Entrées d'identification de l'emplacement:
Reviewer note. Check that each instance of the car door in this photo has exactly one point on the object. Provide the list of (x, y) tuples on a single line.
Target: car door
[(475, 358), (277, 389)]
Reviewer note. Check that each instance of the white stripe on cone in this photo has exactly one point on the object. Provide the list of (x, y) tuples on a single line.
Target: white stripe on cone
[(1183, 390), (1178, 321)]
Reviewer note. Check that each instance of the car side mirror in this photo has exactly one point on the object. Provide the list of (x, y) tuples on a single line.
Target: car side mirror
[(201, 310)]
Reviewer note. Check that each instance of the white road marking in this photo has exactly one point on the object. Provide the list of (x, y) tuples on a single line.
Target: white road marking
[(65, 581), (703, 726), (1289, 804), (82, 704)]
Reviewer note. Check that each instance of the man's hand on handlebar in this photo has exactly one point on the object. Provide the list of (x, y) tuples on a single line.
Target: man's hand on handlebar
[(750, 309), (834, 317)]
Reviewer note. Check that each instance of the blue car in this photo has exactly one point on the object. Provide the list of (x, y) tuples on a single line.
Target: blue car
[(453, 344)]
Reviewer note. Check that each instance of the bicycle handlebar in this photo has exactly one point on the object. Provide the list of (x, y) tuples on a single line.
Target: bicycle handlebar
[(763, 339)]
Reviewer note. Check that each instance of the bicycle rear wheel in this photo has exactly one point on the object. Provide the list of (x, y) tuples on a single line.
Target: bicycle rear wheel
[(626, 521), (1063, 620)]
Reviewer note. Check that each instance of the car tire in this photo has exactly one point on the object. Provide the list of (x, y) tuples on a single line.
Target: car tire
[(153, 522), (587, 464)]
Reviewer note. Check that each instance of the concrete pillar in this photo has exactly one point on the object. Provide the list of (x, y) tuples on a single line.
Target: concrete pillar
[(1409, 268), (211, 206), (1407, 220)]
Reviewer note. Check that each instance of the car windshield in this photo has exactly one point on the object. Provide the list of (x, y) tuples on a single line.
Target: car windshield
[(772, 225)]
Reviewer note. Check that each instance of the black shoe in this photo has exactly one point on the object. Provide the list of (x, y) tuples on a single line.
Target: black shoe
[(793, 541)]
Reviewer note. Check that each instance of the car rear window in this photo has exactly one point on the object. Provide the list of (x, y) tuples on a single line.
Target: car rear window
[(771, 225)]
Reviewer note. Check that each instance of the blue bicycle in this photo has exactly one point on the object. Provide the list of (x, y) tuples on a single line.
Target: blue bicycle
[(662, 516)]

À faire:
Recopiez mot pour mot la partie des entrées qui s'ouvre sur la ligne contenant « Reviewer note. Check that each instance of the car rear » et se termine avec la dernière ligne des entrées, ces deux limites comprises.

Résultat correct:
Reviewer note. Check that each instance of the car rear window in this photo has exactly one point on the object. Provide the list of (x, y) tuples on a single line.
Target: car rear window
[(771, 225)]
Reviewer note. Check that each instance of the blue bicycle in this photo has exactly one point on the object. Provide the list of (x, y) tuples on a single line.
Target: blue bicycle
[(662, 516)]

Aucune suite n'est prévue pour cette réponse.